__PROMPT__. Output the material exactly, line by line.

(SOURCE MATERIAL)

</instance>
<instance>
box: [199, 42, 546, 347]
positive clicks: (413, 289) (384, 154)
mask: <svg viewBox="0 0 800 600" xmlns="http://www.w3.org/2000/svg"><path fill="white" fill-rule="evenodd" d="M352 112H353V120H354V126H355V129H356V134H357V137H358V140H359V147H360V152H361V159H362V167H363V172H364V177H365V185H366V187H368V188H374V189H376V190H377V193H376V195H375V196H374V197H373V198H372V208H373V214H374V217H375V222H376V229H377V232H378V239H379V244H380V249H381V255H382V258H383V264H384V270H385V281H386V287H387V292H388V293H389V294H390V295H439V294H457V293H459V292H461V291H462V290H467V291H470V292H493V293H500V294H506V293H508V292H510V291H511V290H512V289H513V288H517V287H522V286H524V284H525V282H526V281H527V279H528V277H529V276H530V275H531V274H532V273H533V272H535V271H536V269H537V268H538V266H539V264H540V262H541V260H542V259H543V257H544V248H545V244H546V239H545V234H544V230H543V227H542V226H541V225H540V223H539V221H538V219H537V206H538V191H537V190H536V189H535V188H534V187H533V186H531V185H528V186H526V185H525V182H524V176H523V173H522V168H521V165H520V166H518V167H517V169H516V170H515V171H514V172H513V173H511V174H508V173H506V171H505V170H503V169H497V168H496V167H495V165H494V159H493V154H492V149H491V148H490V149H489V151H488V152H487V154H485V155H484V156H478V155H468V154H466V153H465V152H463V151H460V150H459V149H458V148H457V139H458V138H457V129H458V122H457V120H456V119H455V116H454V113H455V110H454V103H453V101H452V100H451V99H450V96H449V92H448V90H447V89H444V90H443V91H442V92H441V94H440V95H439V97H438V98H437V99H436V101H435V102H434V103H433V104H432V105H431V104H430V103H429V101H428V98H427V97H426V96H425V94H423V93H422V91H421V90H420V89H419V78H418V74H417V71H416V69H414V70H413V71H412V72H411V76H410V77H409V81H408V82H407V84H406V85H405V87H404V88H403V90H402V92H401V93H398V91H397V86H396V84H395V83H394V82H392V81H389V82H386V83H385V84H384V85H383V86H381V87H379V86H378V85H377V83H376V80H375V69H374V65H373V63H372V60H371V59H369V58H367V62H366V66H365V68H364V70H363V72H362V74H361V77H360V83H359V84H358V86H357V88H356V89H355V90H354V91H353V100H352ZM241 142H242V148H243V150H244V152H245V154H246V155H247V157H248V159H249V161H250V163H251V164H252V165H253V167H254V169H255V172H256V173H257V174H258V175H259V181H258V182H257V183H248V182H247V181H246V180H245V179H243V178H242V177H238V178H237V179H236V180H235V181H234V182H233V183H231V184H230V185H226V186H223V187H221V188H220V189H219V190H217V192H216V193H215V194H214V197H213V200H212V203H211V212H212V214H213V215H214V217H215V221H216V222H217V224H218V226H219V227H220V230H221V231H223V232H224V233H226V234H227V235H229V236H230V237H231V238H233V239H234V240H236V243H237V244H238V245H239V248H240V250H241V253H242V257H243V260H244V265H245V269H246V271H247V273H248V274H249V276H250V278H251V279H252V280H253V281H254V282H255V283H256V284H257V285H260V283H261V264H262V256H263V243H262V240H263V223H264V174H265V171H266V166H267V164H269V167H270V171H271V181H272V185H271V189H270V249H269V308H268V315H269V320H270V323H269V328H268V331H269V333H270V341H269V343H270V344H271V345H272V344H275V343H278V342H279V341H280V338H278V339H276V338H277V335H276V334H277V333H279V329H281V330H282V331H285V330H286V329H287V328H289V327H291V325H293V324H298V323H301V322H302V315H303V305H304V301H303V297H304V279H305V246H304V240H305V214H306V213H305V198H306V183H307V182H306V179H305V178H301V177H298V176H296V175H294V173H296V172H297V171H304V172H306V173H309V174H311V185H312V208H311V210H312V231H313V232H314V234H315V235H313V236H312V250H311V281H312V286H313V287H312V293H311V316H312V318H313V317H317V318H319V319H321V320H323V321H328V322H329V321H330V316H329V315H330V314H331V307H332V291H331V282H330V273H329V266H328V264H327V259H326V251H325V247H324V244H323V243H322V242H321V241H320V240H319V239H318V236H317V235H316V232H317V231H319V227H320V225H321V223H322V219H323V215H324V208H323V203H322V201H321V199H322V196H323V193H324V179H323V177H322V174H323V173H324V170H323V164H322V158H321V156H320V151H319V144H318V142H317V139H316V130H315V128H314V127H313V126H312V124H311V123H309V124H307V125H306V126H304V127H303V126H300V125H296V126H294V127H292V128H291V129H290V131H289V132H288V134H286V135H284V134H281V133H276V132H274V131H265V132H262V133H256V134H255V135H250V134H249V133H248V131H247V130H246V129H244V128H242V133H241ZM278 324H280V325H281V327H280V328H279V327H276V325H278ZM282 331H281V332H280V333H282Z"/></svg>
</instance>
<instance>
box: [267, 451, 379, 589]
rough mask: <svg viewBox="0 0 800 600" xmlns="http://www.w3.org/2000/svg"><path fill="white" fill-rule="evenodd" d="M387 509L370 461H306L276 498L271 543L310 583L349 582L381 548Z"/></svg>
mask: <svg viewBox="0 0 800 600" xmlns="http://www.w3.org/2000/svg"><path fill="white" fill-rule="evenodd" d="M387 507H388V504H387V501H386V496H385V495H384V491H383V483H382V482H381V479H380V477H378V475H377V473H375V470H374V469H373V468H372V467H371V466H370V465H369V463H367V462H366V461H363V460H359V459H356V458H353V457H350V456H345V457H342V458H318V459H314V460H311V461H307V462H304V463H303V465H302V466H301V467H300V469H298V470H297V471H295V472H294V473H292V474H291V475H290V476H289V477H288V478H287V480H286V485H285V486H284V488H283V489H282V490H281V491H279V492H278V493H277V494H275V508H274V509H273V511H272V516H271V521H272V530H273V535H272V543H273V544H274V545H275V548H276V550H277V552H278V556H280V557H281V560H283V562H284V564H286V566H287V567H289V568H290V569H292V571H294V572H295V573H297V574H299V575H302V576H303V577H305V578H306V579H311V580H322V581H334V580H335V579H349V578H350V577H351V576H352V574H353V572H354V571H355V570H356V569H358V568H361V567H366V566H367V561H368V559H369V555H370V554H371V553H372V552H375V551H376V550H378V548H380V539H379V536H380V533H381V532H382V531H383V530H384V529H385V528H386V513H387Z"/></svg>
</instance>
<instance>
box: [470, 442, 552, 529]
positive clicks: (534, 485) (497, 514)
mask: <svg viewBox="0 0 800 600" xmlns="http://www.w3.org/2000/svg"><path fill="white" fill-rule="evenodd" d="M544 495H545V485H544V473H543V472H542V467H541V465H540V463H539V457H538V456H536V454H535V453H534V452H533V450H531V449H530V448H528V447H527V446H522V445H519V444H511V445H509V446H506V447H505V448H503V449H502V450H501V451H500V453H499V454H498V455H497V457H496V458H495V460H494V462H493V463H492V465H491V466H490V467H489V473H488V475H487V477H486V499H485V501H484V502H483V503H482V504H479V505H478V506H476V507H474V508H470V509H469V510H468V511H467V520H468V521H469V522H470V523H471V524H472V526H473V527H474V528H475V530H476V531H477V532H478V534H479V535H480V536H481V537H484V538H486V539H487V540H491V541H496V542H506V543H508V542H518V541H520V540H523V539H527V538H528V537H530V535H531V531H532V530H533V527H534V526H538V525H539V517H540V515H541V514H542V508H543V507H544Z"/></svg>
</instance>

(End SOURCE MATERIAL)

__SOLUTION TO THIS EXERCISE__.
</instance>
<instance>
box: [199, 42, 546, 347]
positive clicks: (413, 289) (384, 154)
mask: <svg viewBox="0 0 800 600" xmlns="http://www.w3.org/2000/svg"><path fill="white" fill-rule="evenodd" d="M352 112H353V120H354V126H355V129H356V134H357V137H358V140H359V147H360V152H361V159H362V167H363V172H364V177H365V185H366V187H368V188H374V189H376V190H377V193H376V195H375V196H374V197H373V198H372V208H373V214H374V217H375V222H376V229H377V232H378V239H379V244H380V249H381V255H382V258H383V264H384V270H385V281H386V287H387V292H388V293H389V294H390V295H439V294H457V293H459V292H461V291H462V290H467V291H470V292H493V293H500V294H506V293H508V292H510V291H511V290H512V289H513V288H517V287H522V286H524V284H525V282H526V281H527V279H528V277H529V276H530V275H531V274H532V273H533V272H535V271H536V269H537V268H538V266H539V264H540V262H541V260H542V259H543V257H544V248H545V244H546V239H545V234H544V230H543V227H542V226H541V225H540V223H539V221H538V219H537V206H538V191H537V190H536V189H535V188H534V187H533V186H531V185H528V186H526V185H525V182H524V176H523V173H522V168H521V165H520V166H518V167H517V169H516V170H515V171H514V172H513V173H511V174H508V173H506V171H505V170H503V169H497V168H496V167H495V165H494V159H493V154H492V149H491V148H490V149H489V151H488V152H487V154H485V155H484V156H478V155H468V154H466V153H465V152H463V151H460V150H459V149H458V148H457V139H458V138H457V129H458V122H457V120H456V119H455V116H454V113H455V110H454V103H453V101H452V100H451V99H450V96H449V92H448V90H447V89H444V90H443V91H442V92H441V94H440V95H439V97H438V98H437V99H436V101H435V102H434V103H433V104H432V105H431V104H430V103H429V101H428V98H427V97H426V96H425V94H423V93H422V91H421V90H420V89H419V78H418V74H417V71H416V69H414V70H413V71H412V72H411V76H410V77H409V81H408V82H407V84H406V85H405V87H404V88H403V90H402V92H401V93H398V91H397V86H396V84H395V83H394V82H392V81H389V82H386V83H385V84H384V85H383V86H381V87H379V86H378V85H377V83H376V80H375V69H374V65H373V63H372V60H371V59H369V58H367V62H366V66H365V68H364V70H363V72H362V74H361V77H360V83H359V84H358V86H357V88H356V89H355V90H354V91H353V100H352ZM241 142H242V148H243V150H244V152H245V154H246V155H247V157H248V159H249V161H250V163H251V164H252V165H253V167H254V169H255V172H256V173H257V174H258V175H259V181H258V182H257V183H248V182H247V181H246V180H245V179H243V178H242V177H238V178H237V179H236V180H235V181H234V182H233V183H231V184H230V185H226V186H223V187H221V188H220V189H219V190H217V192H216V193H215V194H214V197H213V200H212V203H211V212H212V214H213V215H214V217H215V221H216V222H217V224H218V226H219V227H220V230H221V231H223V232H224V233H226V234H227V235H229V236H230V237H231V238H233V239H234V240H236V243H237V244H238V245H239V248H240V250H241V253H242V257H243V260H244V265H245V269H246V271H247V273H248V274H249V276H250V278H251V279H252V280H253V281H254V282H255V283H256V284H257V285H260V283H261V264H262V256H263V243H262V240H263V223H264V174H265V171H266V166H267V164H269V167H270V171H271V181H272V185H271V189H270V249H269V308H268V315H269V320H270V323H269V328H268V331H269V333H270V341H269V343H270V344H271V345H272V344H275V343H278V342H279V341H280V338H278V339H276V338H277V335H276V334H277V333H279V329H281V330H282V331H285V330H286V329H287V328H289V327H291V325H293V324H298V323H301V322H302V315H303V305H304V301H303V297H304V279H305V246H304V240H305V214H306V213H305V198H306V183H307V182H306V179H305V178H301V177H298V176H296V175H294V173H296V172H297V171H304V172H306V173H309V174H311V185H312V208H311V210H312V231H313V232H314V234H315V235H313V236H312V250H311V281H312V286H313V287H312V293H311V316H312V318H313V317H317V318H319V319H321V320H323V321H328V322H329V321H330V316H329V315H330V314H331V307H332V291H331V282H330V273H329V266H328V264H327V259H326V251H325V247H324V244H323V243H322V242H321V241H320V240H319V239H318V236H317V235H316V232H317V231H319V227H320V225H321V223H322V219H323V215H324V208H323V203H322V201H321V199H322V196H323V193H324V179H323V177H322V174H323V173H324V170H323V164H322V158H321V156H320V151H319V144H318V142H317V139H316V130H315V128H314V127H313V126H312V124H311V123H309V124H307V125H306V126H304V127H303V126H300V125H296V126H294V127H292V128H291V129H290V131H289V132H288V134H286V135H284V134H281V133H276V132H274V131H265V132H262V133H256V134H255V135H250V134H249V133H248V131H247V130H246V129H244V128H242V133H241ZM278 324H280V325H281V327H280V328H279V327H276V325H278ZM282 331H281V332H280V333H282Z"/></svg>
</instance>
<instance>
box: [267, 451, 379, 589]
rough mask: <svg viewBox="0 0 800 600" xmlns="http://www.w3.org/2000/svg"><path fill="white" fill-rule="evenodd" d="M387 509L370 461H306L276 498L271 543L310 583L349 582L381 548Z"/></svg>
mask: <svg viewBox="0 0 800 600" xmlns="http://www.w3.org/2000/svg"><path fill="white" fill-rule="evenodd" d="M387 507H388V504H387V501H386V496H385V495H384V491H383V483H382V482H381V479H380V477H378V475H377V473H375V470H374V469H373V468H372V467H371V466H370V465H369V463H367V462H366V461H363V460H359V459H356V458H353V457H350V456H345V457H342V458H318V459H314V460H311V461H307V462H304V463H303V465H302V466H301V467H300V469H298V470H297V471H295V472H294V473H292V474H291V475H290V476H289V477H288V478H287V480H286V485H285V486H284V488H283V489H282V490H281V491H279V492H278V493H277V494H275V508H274V509H273V511H272V516H271V521H272V530H273V535H272V543H273V544H274V545H275V548H276V550H277V552H278V556H280V557H281V560H283V562H284V564H286V566H287V567H289V568H290V569H292V571H294V572H295V573H297V574H299V575H302V576H303V577H305V578H306V579H311V580H322V581H334V580H335V579H349V578H350V577H351V576H352V574H353V572H354V571H355V570H356V569H358V568H361V567H366V566H367V561H368V559H369V555H370V554H371V553H372V552H375V551H376V550H378V548H380V539H379V536H380V533H381V532H382V531H383V530H384V529H385V528H386V513H387Z"/></svg>
</instance>
<instance>
box: [470, 442, 552, 529]
positive clicks: (534, 485) (497, 514)
mask: <svg viewBox="0 0 800 600" xmlns="http://www.w3.org/2000/svg"><path fill="white" fill-rule="evenodd" d="M544 495H545V485H544V473H543V472H542V467H541V465H540V463H539V457H538V456H536V454H535V453H534V452H533V450H531V449H530V448H528V447H527V446H522V445H519V444H511V445H509V446H506V447H505V448H503V449H502V450H501V451H500V453H499V454H498V455H497V457H496V458H495V460H494V462H493V463H492V465H491V466H490V467H489V473H488V475H487V477H486V499H485V501H484V502H483V503H482V504H479V505H478V506H476V507H474V508H470V509H469V510H468V511H467V520H468V521H469V522H470V523H471V524H472V526H473V527H474V528H475V530H476V531H477V532H478V534H479V535H480V536H481V537H484V538H486V539H487V540H491V541H496V542H506V543H508V542H518V541H520V540H523V539H527V538H528V537H530V535H531V531H532V530H533V527H534V526H538V525H539V517H540V515H541V514H542V508H543V507H544Z"/></svg>
</instance>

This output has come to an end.